• **Required action**
Scan the material for the word "below", and copy each line where it shows up.
==================================================
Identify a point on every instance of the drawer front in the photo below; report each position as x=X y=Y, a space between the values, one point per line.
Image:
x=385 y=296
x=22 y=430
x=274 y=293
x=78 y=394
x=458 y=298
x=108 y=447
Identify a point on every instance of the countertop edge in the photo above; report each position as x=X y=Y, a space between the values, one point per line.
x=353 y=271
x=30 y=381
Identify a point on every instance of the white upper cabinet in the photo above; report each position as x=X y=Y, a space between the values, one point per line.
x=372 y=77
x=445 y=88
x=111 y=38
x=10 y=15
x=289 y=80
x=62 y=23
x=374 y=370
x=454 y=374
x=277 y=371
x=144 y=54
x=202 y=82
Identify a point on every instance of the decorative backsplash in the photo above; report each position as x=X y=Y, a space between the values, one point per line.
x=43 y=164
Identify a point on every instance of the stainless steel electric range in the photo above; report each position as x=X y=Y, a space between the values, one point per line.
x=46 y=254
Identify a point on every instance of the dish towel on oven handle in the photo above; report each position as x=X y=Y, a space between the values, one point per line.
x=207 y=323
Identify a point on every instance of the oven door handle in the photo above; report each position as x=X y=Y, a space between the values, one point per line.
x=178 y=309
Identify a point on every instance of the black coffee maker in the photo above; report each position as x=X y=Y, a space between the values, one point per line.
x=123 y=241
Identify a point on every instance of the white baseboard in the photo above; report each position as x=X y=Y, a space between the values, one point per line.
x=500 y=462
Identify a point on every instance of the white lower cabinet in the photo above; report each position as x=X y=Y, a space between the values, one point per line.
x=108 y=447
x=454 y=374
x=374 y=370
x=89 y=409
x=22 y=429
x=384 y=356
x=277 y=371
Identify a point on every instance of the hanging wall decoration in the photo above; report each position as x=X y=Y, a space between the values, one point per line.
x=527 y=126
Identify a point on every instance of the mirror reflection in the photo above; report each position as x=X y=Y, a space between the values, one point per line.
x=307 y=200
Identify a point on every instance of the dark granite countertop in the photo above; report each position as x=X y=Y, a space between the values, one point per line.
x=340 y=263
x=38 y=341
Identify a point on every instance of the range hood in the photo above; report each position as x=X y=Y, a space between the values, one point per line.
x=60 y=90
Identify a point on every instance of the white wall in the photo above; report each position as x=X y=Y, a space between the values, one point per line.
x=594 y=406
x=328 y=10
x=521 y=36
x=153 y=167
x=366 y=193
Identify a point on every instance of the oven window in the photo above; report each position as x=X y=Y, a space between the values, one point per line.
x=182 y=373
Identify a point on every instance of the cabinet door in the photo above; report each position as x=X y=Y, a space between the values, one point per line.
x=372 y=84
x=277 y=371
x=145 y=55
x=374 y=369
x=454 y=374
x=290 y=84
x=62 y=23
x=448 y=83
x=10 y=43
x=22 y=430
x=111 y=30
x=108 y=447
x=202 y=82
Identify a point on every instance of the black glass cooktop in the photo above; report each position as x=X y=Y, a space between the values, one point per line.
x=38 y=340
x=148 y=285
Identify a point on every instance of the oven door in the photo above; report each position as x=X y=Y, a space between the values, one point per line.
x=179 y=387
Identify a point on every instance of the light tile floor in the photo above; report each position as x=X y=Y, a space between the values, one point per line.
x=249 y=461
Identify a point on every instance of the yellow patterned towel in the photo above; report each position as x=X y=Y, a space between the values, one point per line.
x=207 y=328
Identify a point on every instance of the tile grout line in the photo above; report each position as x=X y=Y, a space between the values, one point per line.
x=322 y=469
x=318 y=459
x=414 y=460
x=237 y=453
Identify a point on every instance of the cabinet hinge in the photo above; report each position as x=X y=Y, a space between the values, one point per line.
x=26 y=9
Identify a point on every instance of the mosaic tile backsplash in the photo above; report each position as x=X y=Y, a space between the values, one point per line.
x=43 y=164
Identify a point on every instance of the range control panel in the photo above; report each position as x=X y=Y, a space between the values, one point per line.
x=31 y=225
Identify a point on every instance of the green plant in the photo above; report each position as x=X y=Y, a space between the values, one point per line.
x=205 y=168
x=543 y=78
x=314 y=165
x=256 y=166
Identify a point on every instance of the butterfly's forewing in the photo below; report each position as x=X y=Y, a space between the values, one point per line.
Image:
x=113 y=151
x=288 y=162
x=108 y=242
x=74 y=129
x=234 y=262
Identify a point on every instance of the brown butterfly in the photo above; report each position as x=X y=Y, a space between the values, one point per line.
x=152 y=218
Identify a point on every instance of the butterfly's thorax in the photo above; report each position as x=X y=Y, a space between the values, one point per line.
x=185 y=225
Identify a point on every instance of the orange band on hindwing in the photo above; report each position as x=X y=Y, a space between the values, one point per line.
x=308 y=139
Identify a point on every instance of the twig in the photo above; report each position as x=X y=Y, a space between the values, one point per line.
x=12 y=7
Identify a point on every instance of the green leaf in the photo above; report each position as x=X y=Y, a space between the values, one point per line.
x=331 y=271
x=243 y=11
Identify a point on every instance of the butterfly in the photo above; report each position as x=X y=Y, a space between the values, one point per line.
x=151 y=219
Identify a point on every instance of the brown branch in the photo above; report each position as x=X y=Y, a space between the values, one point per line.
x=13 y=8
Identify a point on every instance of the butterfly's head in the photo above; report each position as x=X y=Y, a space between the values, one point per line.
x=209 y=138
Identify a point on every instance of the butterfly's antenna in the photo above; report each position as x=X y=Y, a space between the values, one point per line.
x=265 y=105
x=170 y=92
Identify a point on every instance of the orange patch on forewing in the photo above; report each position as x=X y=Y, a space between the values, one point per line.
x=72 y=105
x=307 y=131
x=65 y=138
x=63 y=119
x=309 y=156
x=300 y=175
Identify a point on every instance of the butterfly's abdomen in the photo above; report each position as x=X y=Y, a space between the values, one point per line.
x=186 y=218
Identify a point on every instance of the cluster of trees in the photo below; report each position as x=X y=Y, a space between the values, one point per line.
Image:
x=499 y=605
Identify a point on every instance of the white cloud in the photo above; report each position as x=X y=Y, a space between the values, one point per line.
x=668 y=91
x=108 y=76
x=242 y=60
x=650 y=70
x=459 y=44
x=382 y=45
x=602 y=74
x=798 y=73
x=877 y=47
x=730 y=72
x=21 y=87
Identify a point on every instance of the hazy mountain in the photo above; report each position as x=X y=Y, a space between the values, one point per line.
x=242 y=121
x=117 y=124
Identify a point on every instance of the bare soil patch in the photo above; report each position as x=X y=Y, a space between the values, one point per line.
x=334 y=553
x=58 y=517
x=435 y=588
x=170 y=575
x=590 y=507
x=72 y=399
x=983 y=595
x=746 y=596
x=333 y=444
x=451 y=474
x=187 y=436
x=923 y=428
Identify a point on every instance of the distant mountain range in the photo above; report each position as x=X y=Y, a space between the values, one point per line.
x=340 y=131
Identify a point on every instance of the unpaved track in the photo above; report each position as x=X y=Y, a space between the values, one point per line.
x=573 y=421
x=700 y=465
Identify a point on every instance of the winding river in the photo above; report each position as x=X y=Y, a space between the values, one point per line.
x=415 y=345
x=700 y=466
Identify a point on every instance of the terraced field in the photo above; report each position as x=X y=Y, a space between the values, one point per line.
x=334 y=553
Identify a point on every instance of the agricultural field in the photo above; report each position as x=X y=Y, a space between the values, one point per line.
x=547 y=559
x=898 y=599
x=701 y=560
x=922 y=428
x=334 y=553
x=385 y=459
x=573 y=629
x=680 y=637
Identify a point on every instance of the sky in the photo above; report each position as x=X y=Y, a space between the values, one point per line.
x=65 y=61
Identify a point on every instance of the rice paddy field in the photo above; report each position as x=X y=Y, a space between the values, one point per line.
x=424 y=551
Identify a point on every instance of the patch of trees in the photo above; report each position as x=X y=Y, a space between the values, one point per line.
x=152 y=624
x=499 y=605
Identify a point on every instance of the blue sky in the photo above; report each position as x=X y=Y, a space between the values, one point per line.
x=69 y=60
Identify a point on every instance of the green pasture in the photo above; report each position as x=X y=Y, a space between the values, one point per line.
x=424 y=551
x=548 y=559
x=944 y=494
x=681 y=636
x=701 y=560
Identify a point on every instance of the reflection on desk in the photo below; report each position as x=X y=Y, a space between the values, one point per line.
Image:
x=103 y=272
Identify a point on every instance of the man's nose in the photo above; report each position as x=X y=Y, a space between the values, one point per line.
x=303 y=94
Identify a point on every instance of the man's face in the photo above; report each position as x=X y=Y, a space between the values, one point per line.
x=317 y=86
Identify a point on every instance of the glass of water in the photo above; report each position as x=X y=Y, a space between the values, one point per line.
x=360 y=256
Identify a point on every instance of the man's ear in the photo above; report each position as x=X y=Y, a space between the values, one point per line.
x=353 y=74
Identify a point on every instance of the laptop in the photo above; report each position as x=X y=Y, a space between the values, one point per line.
==================================================
• **Solution to the exercise**
Identify a point on every instance of the drawer front in the photo below; report each position as x=X y=Y, a space between the values, one point per line.
Identify a point on every instance of the butterfly's forewing in the photo below; report each position as x=X y=Y, a space between the values, one point per line.
Identify a point on every instance of the cluster of trees in the photo below; report each position as x=X y=Y, a space between the values, one point per line.
Identify a point on every instance of the reflection on desk in the photo below; report each position as x=X y=Y, a space between the values, one point per line.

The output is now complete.